## Document passage

The rate of weight loss matters too. More aggressive calorie deficits tend to increase the proportion of muscle lost. Crash diets and very low-calorie protocols don’t give your body enough time to adapt its fuel partitioning, so it pulls more heavily from muscle protein to meet energy and glucose demands.
How to Keep the Ratio in Your Favor
Two strategies have the strongest evidence for preserving muscle during fat loss: resistance training and adequate protein intake. Together, they can nearly eliminate diet-induced muscle loss.
A meta-analysis of studies in adults with overweight and obesity found that adding resistance training to a calorie-restricted diet prevented 93.5% of the muscle loss that occurred with dieting alone. The resistance training group lost essentially no lean mass (an average change of just 0.05 kg) while still losing the same amount of fat and total body weight as the diet-only group. In practical terms, the people who lifted weights lost almost exclusively fat.
Protein intake is the other critical factor. Research from the European Society for Clinical Nutrition and Metabolism suggests that consuming more than 1.3 grams of protein per kilogram of body weight per day supports muscle maintenance or even growth during a calorie deficit. Intakes below 1.0 gram per kilogram per day are associated with a higher risk of losing muscle. For a 170-pound person, that means aiming for at least 100 grams of protein daily, and ideally closer to 110 or more.
Cardio, Strength Training, and Body Composition
Not all exercise affects the fat-to-muscle ratio equally. Resistance training with heavier loads and adequate rest between sets provides the strongest signal for your body to hold onto muscle. It tells your muscles they’re needed, which counteracts the hormonal signals pushing toward protein breakdown during a deficit.
Programs that combine resistance training with post-exercise aerobic activity are effective for reducing body fat while still supporting some strength gains. Low-intensity, longer-duration cardio after lifting enhances overall energy expenditure and fat loss. However, relying on cardio alone, without any resistance training, offers no direct stimulus to preserve muscle mass. Your body has less reason to maintain tissue that isn’t being challenged.

## Work instruction A
Answer these questions from the passage on preserving muscle during fat loss:
(i) What share of diet-only muscle loss did adding resistance training prevent in the meta-analysis?
(ii) Below what daily protein intake is a higher risk of losing muscle reported?
(iii) What effect do more aggressive calorie deficits tend to have?
## Work instruction B
Translate this sentence from the passage on preserving muscle during fat loss into Spanish: "Not all exercise affects the fat-to-muscle ratio equally."

## Information
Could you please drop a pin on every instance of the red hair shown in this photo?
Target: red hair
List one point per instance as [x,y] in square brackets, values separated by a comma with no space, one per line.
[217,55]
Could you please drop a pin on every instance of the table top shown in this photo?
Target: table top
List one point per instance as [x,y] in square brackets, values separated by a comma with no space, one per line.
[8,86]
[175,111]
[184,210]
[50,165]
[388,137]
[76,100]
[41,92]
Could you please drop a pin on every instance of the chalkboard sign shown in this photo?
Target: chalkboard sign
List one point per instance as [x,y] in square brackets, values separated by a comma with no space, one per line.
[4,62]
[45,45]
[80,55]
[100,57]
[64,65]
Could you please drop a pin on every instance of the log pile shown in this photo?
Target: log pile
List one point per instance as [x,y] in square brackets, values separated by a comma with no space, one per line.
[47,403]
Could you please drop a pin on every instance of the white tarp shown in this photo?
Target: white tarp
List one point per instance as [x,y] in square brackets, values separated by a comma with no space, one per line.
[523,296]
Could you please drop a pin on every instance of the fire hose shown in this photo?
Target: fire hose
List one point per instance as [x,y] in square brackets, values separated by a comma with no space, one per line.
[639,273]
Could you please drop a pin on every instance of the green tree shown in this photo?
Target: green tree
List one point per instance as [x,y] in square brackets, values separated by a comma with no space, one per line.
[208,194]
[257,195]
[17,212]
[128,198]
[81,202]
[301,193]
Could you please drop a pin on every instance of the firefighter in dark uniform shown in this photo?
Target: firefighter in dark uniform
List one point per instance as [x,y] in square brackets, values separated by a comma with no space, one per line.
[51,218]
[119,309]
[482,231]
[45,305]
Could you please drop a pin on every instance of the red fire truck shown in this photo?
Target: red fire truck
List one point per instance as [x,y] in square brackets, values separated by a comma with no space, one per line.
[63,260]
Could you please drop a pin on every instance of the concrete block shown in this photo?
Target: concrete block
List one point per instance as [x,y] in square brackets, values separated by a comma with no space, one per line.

## Your response A
(i) 93.5%
(ii) 1.0 gram per kilogram of body weight per day
(iii) They tend to increase the proportion of muscle lost.

## Your response B
No todo el ejercicio afecta por igual la proporción entre grasa y músculo.